[Start Information supplied]
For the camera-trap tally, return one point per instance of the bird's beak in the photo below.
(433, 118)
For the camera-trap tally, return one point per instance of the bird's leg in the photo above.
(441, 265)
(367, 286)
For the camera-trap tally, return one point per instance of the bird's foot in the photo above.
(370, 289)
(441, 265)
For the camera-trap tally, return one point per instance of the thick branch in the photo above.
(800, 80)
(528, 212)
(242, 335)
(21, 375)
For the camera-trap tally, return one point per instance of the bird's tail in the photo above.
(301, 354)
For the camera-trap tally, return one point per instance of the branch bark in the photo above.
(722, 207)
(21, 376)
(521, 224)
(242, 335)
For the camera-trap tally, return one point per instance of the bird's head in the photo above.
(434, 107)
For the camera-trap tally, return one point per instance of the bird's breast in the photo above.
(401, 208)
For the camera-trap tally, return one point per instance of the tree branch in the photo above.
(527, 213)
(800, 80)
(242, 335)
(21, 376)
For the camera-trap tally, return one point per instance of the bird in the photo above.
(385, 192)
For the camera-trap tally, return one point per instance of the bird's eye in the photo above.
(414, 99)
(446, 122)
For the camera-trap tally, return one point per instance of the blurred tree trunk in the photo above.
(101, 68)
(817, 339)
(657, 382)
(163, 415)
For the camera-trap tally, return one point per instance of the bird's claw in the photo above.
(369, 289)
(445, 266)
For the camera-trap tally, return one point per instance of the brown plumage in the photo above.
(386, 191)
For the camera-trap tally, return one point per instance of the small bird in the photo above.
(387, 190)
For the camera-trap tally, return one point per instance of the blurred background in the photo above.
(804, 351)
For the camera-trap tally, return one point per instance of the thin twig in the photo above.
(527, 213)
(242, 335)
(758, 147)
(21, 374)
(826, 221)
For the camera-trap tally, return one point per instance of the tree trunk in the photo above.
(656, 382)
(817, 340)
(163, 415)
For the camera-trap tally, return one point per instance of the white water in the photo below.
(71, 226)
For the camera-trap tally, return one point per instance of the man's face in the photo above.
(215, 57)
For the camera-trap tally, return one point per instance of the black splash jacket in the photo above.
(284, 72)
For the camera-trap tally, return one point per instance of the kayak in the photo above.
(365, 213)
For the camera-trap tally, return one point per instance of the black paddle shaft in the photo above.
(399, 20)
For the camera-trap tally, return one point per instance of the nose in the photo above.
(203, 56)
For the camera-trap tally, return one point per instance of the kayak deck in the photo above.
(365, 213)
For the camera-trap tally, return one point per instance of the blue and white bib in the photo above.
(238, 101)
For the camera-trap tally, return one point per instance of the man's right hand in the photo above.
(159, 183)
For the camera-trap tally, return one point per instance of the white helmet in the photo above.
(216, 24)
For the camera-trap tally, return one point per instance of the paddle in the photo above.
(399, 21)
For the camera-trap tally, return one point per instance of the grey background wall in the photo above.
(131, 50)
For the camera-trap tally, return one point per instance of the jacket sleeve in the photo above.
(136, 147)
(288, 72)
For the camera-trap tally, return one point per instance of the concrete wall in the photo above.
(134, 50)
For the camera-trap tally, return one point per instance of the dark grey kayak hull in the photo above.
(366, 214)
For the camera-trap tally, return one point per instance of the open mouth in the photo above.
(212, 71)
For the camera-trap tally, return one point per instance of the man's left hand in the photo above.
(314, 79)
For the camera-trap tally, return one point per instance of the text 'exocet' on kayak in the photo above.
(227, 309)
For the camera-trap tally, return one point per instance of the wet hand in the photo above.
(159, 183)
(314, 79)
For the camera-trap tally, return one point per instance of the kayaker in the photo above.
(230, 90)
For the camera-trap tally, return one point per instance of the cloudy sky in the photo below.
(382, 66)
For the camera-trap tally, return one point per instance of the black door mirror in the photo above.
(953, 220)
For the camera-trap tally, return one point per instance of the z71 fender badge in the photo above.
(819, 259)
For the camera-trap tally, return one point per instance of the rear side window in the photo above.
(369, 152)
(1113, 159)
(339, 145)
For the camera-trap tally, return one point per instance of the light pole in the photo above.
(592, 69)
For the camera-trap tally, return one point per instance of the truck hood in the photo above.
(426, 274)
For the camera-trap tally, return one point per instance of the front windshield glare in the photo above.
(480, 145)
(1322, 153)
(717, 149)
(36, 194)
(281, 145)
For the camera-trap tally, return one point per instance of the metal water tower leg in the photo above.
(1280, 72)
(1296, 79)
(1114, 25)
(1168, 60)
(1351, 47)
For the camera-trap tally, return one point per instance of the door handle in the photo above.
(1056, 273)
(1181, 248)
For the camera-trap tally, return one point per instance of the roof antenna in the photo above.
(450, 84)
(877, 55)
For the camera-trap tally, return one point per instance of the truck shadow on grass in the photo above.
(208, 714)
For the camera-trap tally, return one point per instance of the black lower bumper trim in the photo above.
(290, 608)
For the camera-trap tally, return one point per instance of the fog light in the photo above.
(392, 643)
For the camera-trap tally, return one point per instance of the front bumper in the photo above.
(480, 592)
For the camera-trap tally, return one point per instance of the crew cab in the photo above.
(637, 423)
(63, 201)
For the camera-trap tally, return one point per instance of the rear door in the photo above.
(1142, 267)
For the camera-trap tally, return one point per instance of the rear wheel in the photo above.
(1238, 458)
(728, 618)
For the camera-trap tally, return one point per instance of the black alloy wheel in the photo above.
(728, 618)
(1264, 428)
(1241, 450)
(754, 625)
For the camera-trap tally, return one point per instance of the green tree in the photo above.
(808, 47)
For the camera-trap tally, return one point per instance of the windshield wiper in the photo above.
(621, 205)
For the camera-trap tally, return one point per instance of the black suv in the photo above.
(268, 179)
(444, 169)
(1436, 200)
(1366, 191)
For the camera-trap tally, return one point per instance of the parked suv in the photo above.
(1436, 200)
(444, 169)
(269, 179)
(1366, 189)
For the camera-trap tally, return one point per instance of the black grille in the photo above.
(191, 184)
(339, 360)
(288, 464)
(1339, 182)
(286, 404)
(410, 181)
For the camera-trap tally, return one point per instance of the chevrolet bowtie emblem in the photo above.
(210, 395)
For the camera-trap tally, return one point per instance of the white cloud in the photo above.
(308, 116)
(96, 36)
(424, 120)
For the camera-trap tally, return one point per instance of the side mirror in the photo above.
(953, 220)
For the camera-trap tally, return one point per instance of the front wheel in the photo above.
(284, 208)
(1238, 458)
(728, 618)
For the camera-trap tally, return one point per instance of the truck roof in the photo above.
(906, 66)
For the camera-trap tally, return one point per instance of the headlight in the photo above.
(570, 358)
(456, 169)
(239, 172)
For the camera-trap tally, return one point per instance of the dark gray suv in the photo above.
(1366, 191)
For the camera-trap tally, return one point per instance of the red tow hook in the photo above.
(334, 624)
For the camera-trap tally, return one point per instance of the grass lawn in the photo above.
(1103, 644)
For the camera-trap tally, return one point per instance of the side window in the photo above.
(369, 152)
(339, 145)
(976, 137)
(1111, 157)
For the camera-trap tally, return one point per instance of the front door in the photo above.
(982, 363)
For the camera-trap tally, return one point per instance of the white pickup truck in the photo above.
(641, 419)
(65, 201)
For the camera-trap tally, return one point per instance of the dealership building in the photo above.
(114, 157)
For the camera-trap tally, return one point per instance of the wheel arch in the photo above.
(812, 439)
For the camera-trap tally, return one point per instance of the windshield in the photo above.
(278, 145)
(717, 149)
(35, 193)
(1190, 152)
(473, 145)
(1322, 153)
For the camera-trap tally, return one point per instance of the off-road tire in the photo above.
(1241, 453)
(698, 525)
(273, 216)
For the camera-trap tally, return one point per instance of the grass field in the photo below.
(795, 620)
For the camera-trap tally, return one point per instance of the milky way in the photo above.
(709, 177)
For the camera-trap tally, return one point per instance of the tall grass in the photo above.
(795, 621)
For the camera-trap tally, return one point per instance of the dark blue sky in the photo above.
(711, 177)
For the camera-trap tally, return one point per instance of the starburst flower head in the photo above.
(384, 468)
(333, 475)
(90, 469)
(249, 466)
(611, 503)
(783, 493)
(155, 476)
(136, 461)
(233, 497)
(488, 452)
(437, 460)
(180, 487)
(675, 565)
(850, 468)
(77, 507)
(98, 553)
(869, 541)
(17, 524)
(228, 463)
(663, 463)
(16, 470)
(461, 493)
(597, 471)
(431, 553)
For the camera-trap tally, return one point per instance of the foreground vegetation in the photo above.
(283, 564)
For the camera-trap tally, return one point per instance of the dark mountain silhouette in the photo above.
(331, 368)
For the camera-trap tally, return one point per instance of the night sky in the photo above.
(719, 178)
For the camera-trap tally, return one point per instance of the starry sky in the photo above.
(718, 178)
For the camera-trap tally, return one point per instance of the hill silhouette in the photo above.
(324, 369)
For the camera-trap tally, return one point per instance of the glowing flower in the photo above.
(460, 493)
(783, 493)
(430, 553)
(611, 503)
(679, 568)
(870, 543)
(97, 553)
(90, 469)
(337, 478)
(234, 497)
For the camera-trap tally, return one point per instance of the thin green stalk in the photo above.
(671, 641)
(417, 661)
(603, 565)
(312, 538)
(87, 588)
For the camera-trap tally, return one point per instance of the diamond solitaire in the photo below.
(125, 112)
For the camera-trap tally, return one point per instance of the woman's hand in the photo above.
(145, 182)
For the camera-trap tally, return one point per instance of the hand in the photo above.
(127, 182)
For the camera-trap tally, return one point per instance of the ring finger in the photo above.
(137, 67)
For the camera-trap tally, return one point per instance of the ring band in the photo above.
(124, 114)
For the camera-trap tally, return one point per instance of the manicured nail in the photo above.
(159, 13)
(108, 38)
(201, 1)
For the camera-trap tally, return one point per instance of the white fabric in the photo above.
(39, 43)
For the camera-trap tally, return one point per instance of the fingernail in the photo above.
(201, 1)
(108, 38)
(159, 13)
[End Information supplied]
Goal of the exercise: Copy the data from the line with "black suv in the photo above." up to and including the line with "(1366, 189)", replacing "suv" with "sport utility vehicle" and keeping everything else unchanged.

The answer:
For the camera-trap tally, return one point per instance of the black sport utility vehicle in the photo above.
(268, 179)
(444, 169)
(1436, 200)
(1366, 191)
For the camera-trap tally, return one point per instance of the parked sport utility vehicle in the photo above.
(1436, 200)
(444, 169)
(269, 179)
(1366, 189)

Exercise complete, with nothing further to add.